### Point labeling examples

——

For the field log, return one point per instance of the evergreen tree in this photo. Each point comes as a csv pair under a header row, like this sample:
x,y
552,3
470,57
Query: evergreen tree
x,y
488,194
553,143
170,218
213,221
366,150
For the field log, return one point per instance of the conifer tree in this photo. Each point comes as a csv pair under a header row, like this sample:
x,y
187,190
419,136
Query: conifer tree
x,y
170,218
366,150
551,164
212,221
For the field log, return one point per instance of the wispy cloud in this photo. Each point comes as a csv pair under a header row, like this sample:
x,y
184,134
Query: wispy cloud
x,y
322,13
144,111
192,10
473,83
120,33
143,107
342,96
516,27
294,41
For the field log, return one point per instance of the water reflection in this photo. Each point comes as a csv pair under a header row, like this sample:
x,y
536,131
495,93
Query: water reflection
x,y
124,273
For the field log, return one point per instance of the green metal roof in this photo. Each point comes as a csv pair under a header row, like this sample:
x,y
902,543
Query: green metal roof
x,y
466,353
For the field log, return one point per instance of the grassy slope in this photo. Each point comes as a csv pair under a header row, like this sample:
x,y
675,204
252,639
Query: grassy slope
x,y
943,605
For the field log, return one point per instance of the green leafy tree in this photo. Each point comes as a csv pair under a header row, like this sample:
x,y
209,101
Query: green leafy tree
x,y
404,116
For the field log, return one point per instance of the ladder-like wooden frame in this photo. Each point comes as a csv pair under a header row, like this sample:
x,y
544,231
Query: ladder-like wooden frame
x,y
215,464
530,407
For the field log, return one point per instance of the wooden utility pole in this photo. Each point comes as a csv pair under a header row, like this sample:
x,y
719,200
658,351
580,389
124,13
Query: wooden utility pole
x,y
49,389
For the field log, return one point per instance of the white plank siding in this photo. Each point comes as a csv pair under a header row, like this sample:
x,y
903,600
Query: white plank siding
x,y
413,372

——

### WHAT NEEDS TO BE DONE
Each line of the listing above should be output exactly.

### RESPONSE BELOW
For the field log, return one point per instance of the evergreen tree in this photo. Each point comes as a csv pair under a header row, like this sample:
x,y
552,3
470,57
Query: evergreen tree
x,y
488,194
553,143
170,218
213,221
366,150
For the field log, return one point per instance of the conifer tree in this photo. Each point comes as a csv pair under a header row, like this sample:
x,y
187,190
419,136
Query: conifer tree
x,y
170,218
366,150
551,164
212,221
For the field log, return one point per instance of the wispy cloud in this photo. Each point comes as a csv pair under a header row, like this sample:
x,y
184,134
Query: wispy cloud
x,y
322,13
144,111
192,10
473,83
120,33
143,107
342,96
516,27
294,41
For the field log, return one point per instance of the water reflection in this photo. Each point comes as a csv pair under a header row, like this sample:
x,y
536,131
495,93
Query: water reflection
x,y
124,273
For the field log, return one point per instance of the green metal roof in this photo. Each point comes as a csv pair under a header row, like this sample:
x,y
902,543
Query: green metal roof
x,y
466,353
For the field log, return one point per instance of the grassy slope in this photo. Each point comes as a csv pair under a header row, like this sample:
x,y
675,204
252,639
Query: grassy slope
x,y
943,605
For the field log, return one point per instance of the green leafy tree in this photo. Each point comes as a csv pair under a header row, like this sample:
x,y
209,101
Query: green leafy tree
x,y
404,116
For the field log, return one point per instance of the ladder-like wooden frame in this photo. Each point comes as a csv pair under a header row, like this sample:
x,y
544,231
Query: ladder-like wooden frame
x,y
215,464
530,407
For the field log, return one point per instance of the wooden utility pole in this photo. Each point comes as a csv pair under a header row, like this sample:
x,y
719,200
658,351
580,389
124,13
Query: wooden utility pole
x,y
49,389
For the field log, return one point per instance of the white plank siding in this photo. Each point comes as a csv pair under a header row, like this sample:
x,y
903,600
Query: white plank siding
x,y
413,372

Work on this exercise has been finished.